── Working data ──

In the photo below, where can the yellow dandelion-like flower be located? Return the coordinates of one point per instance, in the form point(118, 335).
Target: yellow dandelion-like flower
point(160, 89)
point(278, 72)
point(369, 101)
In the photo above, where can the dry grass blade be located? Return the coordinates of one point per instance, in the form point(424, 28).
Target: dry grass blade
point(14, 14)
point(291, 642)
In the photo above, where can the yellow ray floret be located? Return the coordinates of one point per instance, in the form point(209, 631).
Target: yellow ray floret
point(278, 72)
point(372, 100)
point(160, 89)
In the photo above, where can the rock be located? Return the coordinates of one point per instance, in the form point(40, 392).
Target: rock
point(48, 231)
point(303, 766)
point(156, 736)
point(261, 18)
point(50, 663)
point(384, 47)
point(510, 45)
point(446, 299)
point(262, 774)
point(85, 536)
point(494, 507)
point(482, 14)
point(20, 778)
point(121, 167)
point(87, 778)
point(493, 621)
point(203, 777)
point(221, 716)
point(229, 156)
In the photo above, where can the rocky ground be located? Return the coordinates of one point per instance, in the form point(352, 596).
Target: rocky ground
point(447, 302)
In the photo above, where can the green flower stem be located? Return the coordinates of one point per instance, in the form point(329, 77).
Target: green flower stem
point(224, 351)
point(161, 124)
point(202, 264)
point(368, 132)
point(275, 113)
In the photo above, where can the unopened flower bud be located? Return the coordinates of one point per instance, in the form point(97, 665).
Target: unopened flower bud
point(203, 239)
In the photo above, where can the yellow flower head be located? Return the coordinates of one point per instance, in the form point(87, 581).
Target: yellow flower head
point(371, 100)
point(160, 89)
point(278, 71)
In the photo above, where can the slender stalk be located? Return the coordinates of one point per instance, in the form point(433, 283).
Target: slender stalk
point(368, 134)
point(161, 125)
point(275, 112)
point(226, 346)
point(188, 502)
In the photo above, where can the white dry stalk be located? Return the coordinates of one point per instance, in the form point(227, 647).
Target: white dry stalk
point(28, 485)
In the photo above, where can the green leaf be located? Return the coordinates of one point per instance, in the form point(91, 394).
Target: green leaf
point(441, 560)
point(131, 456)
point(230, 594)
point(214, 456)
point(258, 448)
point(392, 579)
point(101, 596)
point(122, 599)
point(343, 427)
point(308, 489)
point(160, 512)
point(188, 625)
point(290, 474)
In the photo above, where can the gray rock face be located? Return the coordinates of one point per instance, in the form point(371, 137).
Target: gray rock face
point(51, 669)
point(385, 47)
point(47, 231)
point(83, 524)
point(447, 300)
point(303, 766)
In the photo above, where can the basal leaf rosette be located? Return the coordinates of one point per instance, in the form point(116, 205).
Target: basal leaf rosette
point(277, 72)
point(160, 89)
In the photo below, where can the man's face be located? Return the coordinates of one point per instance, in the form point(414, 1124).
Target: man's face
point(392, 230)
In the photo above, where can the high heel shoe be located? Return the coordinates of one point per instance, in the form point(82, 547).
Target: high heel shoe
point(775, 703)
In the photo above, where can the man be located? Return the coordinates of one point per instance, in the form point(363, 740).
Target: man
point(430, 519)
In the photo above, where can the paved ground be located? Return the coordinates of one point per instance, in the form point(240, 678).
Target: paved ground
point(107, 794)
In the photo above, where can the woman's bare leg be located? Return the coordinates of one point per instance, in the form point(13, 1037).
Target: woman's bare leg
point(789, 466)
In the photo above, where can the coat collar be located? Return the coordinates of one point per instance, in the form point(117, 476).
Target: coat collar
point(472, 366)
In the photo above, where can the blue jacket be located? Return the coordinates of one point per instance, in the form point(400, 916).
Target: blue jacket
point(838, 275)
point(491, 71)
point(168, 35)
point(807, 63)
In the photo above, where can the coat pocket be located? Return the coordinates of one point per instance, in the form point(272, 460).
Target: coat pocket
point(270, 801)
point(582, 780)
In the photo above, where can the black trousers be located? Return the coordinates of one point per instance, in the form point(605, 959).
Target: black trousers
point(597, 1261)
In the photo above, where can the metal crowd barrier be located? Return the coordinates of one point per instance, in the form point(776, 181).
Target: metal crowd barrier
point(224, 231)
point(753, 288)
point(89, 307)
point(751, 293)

───

**Written request:**
Rewrite every line of the listing above as a numbered list, leaving out any blank lines.

**Full response:**
1. In the photo below, where can the yellow dandelion-like flower be located? Return the coordinates of one point per instance, in the form point(118, 335).
2. Target: yellow dandelion-like flower
3. point(160, 89)
4. point(278, 72)
5. point(369, 101)
6. In the photo above, where can the dry grass blade be located? Return the coordinates of one point per instance, in the form point(424, 28).
7. Target: dry grass blade
8. point(14, 14)
9. point(291, 642)
10. In the photo above, where can the yellow ray floret be located? Return the coordinates of one point per instance, in the form point(209, 631).
11. Target: yellow ray floret
12. point(278, 72)
13. point(372, 100)
14. point(160, 89)
15. In the photo above, where can the rock be located? Return the coordinates of one point per instance, in the form point(40, 392).
16. Target: rock
17. point(48, 231)
18. point(303, 766)
19. point(156, 736)
20. point(261, 18)
21. point(50, 663)
22. point(384, 47)
23. point(510, 45)
24. point(446, 299)
25. point(262, 774)
26. point(85, 536)
27. point(494, 507)
28. point(482, 14)
29. point(20, 778)
30. point(121, 167)
31. point(87, 778)
32. point(493, 621)
33. point(203, 777)
34. point(221, 716)
35. point(229, 156)
36. In the photo above, where can the rocky ground be located? Return the coordinates of one point per instance, in the form point(352, 596).
37. Target: rocky ground
38. point(447, 302)
39. In the photo above, where can the green flower stem be located? Return the coordinates of one point per instance, in the form point(329, 77).
40. Target: green flower stem
41. point(224, 351)
42. point(161, 124)
43. point(202, 264)
44. point(368, 132)
45. point(275, 113)
46. In the photo above, where can the unopened flower bud be located? Return the coordinates of one point per instance, in the form point(97, 665).
47. Target: unopened flower bud
48. point(203, 239)
49. In the photo above, where can the yellow flower head be located? Return the coordinates of one point per instance, in the form point(87, 581).
50. Target: yellow flower head
51. point(371, 100)
52. point(160, 89)
53. point(278, 71)
54. In the photo above, where can the slender stalk be located? Return the coordinates of one point per instance, in the form point(433, 283).
55. Target: slender stalk
56. point(368, 134)
57. point(161, 125)
58. point(275, 112)
59. point(226, 346)
60. point(188, 502)
61. In the photo above, where can the white dry stalk be located? Return the coordinates of one point per instance, in the form point(227, 647).
62. Target: white dry stalk
63. point(28, 485)
64. In the photo above, where can the green leaf be located? Return the coordinates of one point per instance, in the form point(91, 394).
65. Target: green leaf
66. point(441, 560)
67. point(131, 456)
68. point(230, 594)
69. point(214, 456)
70. point(258, 448)
71. point(392, 579)
72. point(101, 596)
73. point(122, 599)
74. point(343, 427)
75. point(308, 489)
76. point(160, 512)
77. point(188, 625)
78. point(290, 474)
79. In the photo above, where can the gray rock face be located? Return the coordinates of one point per instance, in the form point(371, 137).
80. Target: gray rock face
81. point(51, 669)
82. point(385, 47)
83. point(47, 231)
84. point(83, 524)
85. point(447, 300)
86. point(303, 766)
87. In the photo above, where can the basal leaf rosette be located? Return the coordinates of one point per instance, in the form point(116, 205).
88. Target: basal leaf rosette
89. point(277, 72)
90. point(160, 89)
91. In the photo below, where can the man's face be located? Return the coordinates of one point per instance, in the form point(414, 1124).
92. Target: man's face
93. point(392, 230)
94. In the photo above, where can the high heel shoe be located? Return the coordinates of one point per instance, in the form point(82, 547).
95. Target: high heel shoe
96. point(775, 703)
97. In the photo above, where can the man be located? Return the coordinates of one point per instance, in the form point(363, 740).
98. Target: man
99. point(430, 519)
100. In the photo above, where can the paved ground be located? Return the coordinates of one point per instance, in the form point(240, 678).
101. Target: paved ground
102. point(107, 794)
103. In the photo above, where can the woman's bare leg be located? Return the coordinates of one point per instance, in the form point(13, 1037).
104. Target: woman's bare leg
105. point(789, 466)
106. In the photo above, where can the coat collar be located? Return the coordinates of one point per instance, in the form point(117, 476).
107. Target: coat collar
108. point(472, 366)
109. In the photo above, where can the blue jacket be located? Return the coordinates of one point per instance, in the form point(400, 916).
110. Target: blue jacket
111. point(838, 275)
112. point(491, 71)
113. point(168, 35)
114. point(807, 63)
115. In the photo above, where can the coat pocket be located? Return the coordinates of one point per instance, in the form point(272, 460).
116. Target: coat pocket
117. point(270, 801)
118. point(582, 780)
119. In the photo above, where can the black trousers be located? Return the coordinates of one point per instance, in the form point(605, 959).
120. Target: black trousers
121. point(597, 1261)
122. In the photo above, where can the metal crowd barrier be located? Return the coordinates of one point per instance, in the form point(776, 181).
123. Target: metal crowd barrier
124. point(224, 231)
125. point(753, 288)
126. point(89, 307)
127. point(751, 293)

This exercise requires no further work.